## The problem
The response should be an exact repetition of all the entries.
***** Recorded data
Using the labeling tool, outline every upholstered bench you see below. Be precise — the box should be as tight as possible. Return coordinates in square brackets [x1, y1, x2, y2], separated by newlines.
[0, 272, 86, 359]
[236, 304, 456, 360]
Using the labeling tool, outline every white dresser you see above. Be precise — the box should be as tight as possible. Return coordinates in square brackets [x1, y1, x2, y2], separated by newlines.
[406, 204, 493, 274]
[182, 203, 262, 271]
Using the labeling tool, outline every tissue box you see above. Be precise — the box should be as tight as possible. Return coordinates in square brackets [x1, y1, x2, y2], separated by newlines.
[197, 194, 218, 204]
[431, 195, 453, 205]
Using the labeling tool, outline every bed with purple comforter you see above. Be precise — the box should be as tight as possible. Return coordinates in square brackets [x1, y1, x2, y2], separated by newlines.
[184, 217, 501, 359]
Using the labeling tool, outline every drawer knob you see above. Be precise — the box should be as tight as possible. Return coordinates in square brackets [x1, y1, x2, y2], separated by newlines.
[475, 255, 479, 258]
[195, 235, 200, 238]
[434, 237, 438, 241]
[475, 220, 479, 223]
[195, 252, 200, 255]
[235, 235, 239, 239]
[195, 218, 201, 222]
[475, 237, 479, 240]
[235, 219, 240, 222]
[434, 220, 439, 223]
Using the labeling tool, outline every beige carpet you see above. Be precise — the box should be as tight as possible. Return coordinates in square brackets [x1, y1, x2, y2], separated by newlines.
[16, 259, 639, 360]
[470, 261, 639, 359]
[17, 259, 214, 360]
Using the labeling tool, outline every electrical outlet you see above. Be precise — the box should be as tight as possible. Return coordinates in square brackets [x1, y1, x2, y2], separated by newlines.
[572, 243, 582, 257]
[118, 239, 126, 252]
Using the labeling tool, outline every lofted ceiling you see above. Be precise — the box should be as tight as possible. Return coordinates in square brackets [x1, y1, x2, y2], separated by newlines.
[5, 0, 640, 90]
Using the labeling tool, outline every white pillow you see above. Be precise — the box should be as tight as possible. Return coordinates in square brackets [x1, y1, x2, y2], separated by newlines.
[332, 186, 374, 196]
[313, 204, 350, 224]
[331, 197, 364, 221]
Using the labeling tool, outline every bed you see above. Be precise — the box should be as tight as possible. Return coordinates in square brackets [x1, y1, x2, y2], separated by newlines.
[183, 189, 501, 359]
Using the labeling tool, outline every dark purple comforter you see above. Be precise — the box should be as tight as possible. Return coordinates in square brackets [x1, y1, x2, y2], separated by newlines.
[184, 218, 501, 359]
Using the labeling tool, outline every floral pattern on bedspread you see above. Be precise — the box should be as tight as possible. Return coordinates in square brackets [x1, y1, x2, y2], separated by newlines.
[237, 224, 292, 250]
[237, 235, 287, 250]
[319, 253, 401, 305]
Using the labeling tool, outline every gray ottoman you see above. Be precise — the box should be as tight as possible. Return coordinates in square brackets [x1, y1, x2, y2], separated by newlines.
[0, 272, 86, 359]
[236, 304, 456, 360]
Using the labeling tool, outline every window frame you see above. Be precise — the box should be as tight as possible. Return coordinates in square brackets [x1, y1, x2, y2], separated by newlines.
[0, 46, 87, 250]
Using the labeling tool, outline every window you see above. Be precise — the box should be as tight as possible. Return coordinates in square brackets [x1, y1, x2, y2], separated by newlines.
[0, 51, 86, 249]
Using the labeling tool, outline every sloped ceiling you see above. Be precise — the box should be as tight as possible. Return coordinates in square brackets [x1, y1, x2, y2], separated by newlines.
**********
## Finished exercise
Using the labeling tool, outline every upholstered bench you see below. Be precise — the box should be as tight as possible. Return coordinates in square brackets [x1, y1, x2, y2], separated by newlines.
[0, 272, 86, 359]
[236, 304, 456, 360]
Using the labeling tool, outline every white dresser you see above. Be precise — the box should be as tight as possible. Return coordinates in square brackets [x1, y1, x2, y2], separated by newlines.
[406, 204, 493, 274]
[182, 203, 262, 271]
Using the labeling tool, outline every tissue box you see above. Be precise — the box should be as tight as possible. Return coordinates in square brackets [x1, y1, x2, y2], separated by newlines.
[197, 194, 218, 204]
[431, 195, 453, 205]
Using the labeling tool, outline every bed with purple comforter you see above. Be precise — the box should be as tight as possible. Return coordinates in square brackets [x1, y1, x2, y2], separated by newlines.
[184, 217, 501, 359]
Using the labeling tool, outline every drawer knob you see above. Be precise — the box should be as tight as possible. Return coordinates in square brackets [x1, y1, x2, y2], separated by newlines.
[475, 255, 479, 258]
[195, 235, 200, 238]
[434, 237, 438, 241]
[475, 220, 479, 223]
[195, 252, 200, 255]
[235, 235, 239, 239]
[195, 218, 201, 222]
[475, 237, 479, 240]
[235, 219, 240, 222]
[434, 220, 439, 223]
Using the labeling tool, outline every beige carpet you see above. Be precise — the box should be as tight as possible. Return coordinates in square brackets [x1, y1, x2, y2], separated by newlines.
[16, 259, 639, 360]
[470, 261, 639, 359]
[17, 259, 214, 360]
Using the labeling tool, outline every electrical outlet you see above. Be precise — the box should be as tight as possible. Return coordinates in square brackets [x1, y1, x2, y2], separated by newlines.
[572, 243, 582, 257]
[118, 239, 126, 252]
Using the labeling tool, outline every lofted ceiling you see above. Be precise — the box should be as tight as possible. Return coordinates in square brackets [x1, y1, x2, y2], separated by newlines.
[5, 0, 640, 90]
Using the labeling tool, outline every white pillow you see above. Be precise — the box should be as tight as possible. Return coordinates in square brackets [x1, y1, x2, y2], separated by newlines.
[332, 186, 374, 196]
[313, 204, 350, 224]
[331, 197, 364, 221]
Using the labeling tool, outline every bed you see above. Be precise — the box should be as tight as possible. Return coordinates in square brackets [x1, y1, x2, y2], separated by newlines.
[183, 189, 501, 359]
Using the labeling tool, outline every dark purple comforter you see above. Be precise — the box should be as tight as possible. Return coordinates in square brackets [x1, y1, x2, y2], separated by newlines.
[184, 218, 501, 359]
Using the labeling tool, outline every floral pattern on bedspread you see above. Be precise — the box should be as tight as possible. Return coordinates in square brackets [x1, y1, x2, y2], separated by newlines.
[237, 224, 292, 250]
[237, 235, 287, 250]
[319, 253, 401, 305]
Using the labeling tool, outline every gray ottoman you see above. Be precise — the box should be as tight as possible. Return coordinates in square brackets [x1, y1, x2, y2], separated by newlines.
[0, 272, 86, 359]
[236, 304, 456, 360]
Using the labeling tool, outline every window frame you see above. Be precise — the box should be as tight as possible. Return coordinates in square brackets [x1, y1, x2, y2], separated by newlines.
[0, 46, 87, 250]
Using the labeling tool, outline every window you see above. Be precise — the box should be as tight as possible. Return coordinates in square brackets [x1, y1, x2, y2], separated by newlines.
[0, 51, 86, 249]
Using the labeling tool, outline every sloped ceiling you see above. Be precise — the box should be as tight as possible. Return coordinates in square brackets [x1, y1, x2, y2], separated by newlines.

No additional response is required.